DATA IN THIS EXERCISE:
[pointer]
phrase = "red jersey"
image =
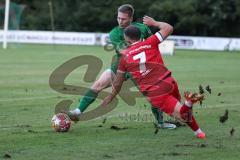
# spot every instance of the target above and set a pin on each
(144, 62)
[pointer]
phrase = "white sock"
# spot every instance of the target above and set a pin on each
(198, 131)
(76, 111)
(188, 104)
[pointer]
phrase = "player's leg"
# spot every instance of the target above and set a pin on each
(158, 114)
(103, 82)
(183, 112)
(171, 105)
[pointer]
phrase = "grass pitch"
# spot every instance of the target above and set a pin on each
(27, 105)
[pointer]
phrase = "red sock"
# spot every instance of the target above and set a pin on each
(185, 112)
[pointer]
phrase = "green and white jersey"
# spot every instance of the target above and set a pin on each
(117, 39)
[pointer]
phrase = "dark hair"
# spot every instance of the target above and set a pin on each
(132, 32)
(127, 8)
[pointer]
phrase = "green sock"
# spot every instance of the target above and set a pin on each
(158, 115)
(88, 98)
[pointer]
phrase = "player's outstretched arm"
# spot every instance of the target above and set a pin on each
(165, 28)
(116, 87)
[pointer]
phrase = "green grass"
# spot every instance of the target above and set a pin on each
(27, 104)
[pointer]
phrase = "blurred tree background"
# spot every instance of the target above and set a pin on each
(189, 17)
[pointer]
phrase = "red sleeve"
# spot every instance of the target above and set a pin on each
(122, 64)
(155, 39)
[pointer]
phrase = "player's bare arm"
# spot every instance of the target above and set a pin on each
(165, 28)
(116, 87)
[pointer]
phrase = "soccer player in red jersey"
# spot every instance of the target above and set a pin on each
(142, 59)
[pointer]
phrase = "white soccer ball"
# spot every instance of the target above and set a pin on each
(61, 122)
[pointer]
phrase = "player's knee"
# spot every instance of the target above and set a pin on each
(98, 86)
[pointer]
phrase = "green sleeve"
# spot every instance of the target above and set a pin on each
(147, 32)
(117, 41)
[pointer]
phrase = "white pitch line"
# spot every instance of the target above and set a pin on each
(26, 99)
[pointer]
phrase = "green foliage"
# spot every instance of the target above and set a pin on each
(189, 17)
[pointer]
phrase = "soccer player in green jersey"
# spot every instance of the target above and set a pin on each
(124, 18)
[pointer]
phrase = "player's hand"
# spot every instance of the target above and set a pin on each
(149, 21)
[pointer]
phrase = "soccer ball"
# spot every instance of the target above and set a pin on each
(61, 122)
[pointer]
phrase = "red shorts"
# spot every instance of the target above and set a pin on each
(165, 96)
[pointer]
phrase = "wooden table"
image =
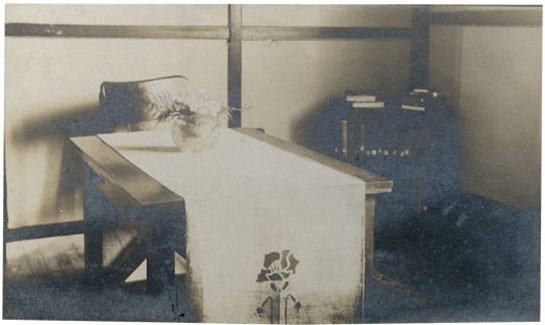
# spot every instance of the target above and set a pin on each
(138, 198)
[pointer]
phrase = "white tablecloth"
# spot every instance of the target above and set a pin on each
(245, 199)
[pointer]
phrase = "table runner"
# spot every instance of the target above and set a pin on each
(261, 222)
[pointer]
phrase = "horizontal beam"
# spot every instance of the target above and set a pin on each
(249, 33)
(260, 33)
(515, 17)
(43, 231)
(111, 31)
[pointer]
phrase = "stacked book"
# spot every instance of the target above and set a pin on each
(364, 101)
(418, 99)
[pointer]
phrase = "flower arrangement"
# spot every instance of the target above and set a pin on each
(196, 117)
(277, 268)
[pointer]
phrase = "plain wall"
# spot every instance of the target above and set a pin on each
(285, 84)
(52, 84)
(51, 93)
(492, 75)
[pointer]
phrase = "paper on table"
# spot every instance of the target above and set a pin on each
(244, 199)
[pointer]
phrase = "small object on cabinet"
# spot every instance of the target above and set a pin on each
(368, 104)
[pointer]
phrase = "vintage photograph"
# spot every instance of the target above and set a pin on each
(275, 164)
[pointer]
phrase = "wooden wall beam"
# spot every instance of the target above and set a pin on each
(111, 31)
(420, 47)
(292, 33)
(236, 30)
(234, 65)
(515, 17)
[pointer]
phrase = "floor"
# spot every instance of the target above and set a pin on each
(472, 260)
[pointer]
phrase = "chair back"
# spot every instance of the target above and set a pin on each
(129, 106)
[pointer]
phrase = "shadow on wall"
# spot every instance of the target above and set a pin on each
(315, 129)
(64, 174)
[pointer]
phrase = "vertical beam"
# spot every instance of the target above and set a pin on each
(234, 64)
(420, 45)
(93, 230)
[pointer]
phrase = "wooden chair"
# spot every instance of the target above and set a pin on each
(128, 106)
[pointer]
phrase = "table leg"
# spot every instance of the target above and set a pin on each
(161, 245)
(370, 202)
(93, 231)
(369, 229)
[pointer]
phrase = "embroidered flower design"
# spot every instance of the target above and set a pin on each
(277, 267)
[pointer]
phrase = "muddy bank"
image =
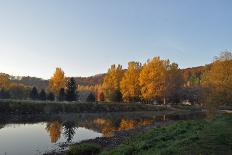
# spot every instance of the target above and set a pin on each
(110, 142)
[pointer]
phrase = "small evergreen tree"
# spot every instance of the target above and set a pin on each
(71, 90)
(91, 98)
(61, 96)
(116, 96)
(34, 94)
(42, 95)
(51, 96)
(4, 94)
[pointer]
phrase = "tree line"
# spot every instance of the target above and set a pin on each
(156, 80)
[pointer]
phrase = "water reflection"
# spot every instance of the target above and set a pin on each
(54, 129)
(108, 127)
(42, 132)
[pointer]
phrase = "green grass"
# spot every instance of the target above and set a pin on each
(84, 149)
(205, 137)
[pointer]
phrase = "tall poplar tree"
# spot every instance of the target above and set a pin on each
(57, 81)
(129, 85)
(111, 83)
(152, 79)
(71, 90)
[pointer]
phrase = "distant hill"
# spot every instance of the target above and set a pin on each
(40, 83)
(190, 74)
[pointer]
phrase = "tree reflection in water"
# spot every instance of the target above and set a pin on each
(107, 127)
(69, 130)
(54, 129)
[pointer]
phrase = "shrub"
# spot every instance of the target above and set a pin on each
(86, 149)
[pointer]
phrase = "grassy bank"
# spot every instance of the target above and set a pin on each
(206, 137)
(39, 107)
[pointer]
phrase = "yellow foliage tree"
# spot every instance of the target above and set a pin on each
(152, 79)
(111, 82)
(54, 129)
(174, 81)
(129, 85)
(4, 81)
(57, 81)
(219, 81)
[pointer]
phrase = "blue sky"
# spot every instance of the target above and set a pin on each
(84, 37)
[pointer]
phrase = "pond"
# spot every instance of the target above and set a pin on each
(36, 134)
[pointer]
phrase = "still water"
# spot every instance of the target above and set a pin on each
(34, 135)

--

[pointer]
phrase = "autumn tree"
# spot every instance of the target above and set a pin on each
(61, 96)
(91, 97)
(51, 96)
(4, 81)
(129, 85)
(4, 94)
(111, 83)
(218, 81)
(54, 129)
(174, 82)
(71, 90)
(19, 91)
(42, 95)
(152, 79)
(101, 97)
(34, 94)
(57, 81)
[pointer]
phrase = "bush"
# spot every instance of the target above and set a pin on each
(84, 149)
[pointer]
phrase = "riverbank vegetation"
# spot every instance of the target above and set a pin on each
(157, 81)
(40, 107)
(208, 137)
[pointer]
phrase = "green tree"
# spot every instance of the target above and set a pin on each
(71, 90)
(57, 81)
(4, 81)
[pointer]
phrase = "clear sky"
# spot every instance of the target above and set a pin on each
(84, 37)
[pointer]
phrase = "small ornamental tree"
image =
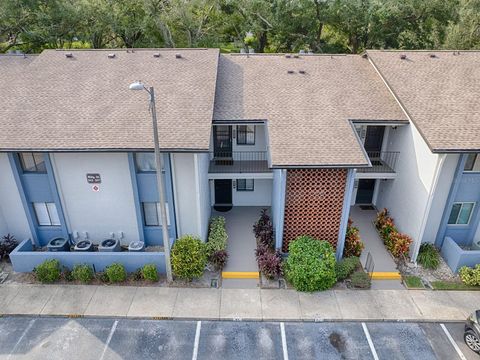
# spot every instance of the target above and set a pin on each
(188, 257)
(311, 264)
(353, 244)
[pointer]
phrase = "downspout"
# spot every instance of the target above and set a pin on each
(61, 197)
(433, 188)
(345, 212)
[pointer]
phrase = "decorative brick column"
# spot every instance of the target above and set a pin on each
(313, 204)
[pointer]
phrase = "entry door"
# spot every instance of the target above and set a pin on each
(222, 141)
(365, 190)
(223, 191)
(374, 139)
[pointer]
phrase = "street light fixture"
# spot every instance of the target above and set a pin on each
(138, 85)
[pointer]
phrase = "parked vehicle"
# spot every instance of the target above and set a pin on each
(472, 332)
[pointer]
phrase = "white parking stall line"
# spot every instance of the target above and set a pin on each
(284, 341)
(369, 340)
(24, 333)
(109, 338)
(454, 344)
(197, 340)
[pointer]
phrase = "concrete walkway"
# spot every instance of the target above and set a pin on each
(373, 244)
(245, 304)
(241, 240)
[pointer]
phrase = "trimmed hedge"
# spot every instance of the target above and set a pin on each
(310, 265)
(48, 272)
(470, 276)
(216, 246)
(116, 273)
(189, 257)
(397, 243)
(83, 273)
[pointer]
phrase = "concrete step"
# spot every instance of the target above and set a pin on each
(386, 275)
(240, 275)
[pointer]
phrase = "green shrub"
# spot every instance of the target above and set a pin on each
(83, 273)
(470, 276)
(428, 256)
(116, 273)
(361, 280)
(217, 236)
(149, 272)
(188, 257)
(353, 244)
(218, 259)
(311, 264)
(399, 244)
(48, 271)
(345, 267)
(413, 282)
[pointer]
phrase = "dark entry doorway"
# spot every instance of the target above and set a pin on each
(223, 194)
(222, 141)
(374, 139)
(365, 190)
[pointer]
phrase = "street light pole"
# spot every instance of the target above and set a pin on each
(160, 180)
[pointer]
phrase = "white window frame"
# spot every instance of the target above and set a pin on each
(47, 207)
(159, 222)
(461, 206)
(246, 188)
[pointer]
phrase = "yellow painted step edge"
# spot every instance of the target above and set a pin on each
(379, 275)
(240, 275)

TO DO:
Count the lines in the entries that contain the string "yellow", treating uppercase and lowercase as different. Reply with the number only.

CORRECT RESULT:
2